-------- Material for the task
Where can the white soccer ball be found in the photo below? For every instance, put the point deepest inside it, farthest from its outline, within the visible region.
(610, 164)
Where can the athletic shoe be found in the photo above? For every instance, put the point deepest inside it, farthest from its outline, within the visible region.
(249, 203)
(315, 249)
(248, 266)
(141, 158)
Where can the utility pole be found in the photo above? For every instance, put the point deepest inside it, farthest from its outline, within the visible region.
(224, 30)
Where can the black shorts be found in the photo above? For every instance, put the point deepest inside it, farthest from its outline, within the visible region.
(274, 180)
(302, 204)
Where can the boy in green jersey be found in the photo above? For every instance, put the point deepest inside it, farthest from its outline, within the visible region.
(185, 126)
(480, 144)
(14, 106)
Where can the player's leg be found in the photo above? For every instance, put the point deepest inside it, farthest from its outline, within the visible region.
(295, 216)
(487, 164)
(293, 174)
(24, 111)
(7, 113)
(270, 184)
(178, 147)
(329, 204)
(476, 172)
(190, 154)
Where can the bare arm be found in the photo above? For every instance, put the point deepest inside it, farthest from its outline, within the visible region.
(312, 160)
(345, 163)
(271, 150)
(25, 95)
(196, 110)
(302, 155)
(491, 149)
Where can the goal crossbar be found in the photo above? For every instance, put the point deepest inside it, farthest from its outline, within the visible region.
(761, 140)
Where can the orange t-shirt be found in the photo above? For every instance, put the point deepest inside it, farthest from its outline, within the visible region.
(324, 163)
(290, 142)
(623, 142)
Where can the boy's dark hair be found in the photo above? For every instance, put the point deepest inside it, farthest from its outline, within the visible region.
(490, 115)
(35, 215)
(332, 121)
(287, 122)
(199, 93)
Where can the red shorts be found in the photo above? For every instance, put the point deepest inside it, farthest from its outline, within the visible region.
----------------
-------- Material for the task
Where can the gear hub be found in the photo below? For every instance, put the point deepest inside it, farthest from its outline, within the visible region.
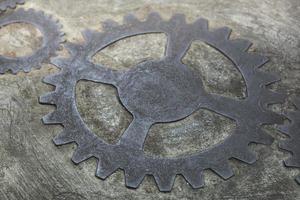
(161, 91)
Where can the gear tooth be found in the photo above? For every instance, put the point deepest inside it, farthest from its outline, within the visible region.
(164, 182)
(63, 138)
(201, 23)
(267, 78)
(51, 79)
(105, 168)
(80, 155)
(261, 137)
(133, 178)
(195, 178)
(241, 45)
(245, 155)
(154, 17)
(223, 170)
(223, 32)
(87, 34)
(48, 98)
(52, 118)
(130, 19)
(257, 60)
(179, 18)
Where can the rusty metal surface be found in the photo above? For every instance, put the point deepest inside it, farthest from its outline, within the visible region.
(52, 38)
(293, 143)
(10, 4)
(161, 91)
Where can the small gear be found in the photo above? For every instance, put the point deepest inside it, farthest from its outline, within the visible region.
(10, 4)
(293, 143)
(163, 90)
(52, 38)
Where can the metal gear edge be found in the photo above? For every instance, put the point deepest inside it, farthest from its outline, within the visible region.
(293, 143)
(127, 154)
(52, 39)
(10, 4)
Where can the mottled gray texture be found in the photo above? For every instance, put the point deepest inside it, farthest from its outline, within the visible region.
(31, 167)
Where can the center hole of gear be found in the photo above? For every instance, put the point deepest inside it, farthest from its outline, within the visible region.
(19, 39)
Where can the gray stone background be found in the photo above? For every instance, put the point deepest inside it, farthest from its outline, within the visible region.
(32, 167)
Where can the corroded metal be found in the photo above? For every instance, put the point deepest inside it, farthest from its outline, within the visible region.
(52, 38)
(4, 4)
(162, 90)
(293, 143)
----------------
-------- Material for the task
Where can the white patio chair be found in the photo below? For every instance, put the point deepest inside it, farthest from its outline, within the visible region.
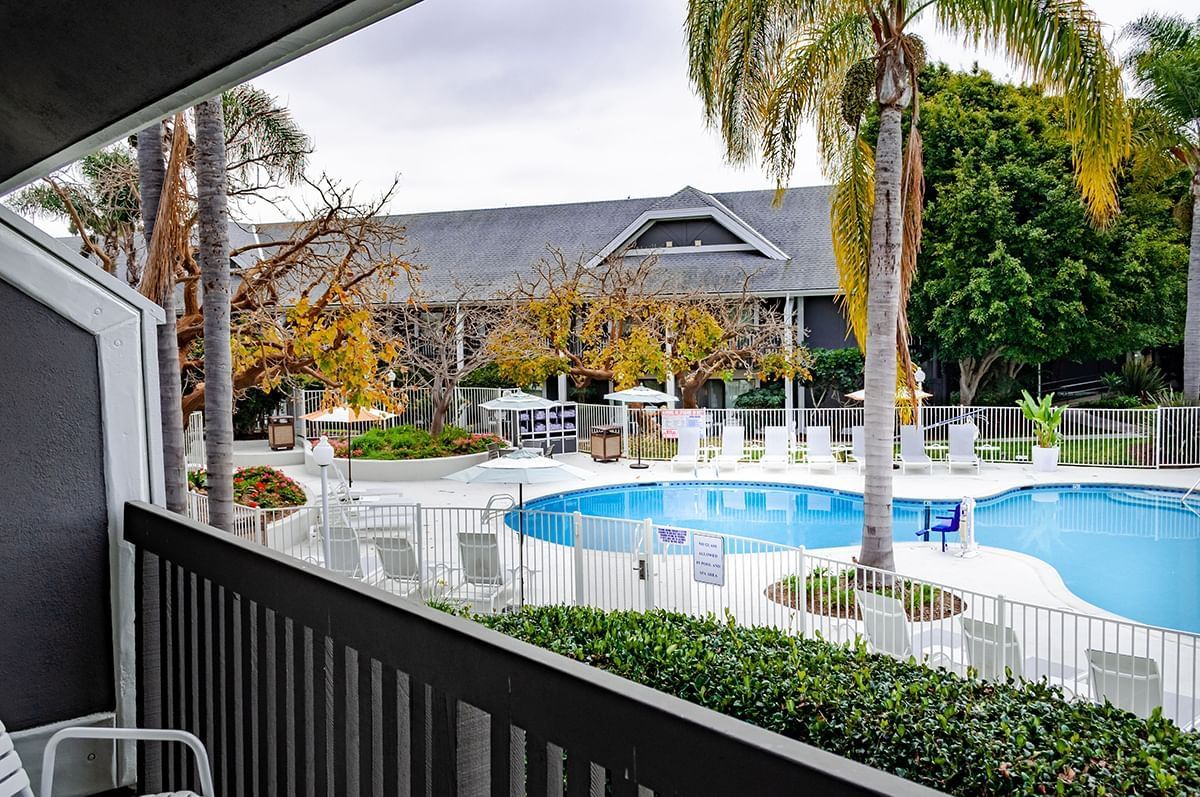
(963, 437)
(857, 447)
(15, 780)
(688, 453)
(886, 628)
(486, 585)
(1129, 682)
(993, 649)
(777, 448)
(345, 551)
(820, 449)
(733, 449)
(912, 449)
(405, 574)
----------------
## Exercise objective
Write out as a numbered list the lines from the one containing "Where can the boy's" through the one containing "Where can the red", skipping any blank lines.

## Written answer
1. Where can the boy's dark hair be found in the photo above? For every instance, put the point deepest inside it, farthest from its outline, within the visible region.
2. (490, 115)
3. (35, 215)
4. (332, 121)
5. (287, 122)
6. (199, 93)
7. Where can the red shorts be found in the photo above? For every instance, put the point deepest inside it, farthest from its outline, within the visible region.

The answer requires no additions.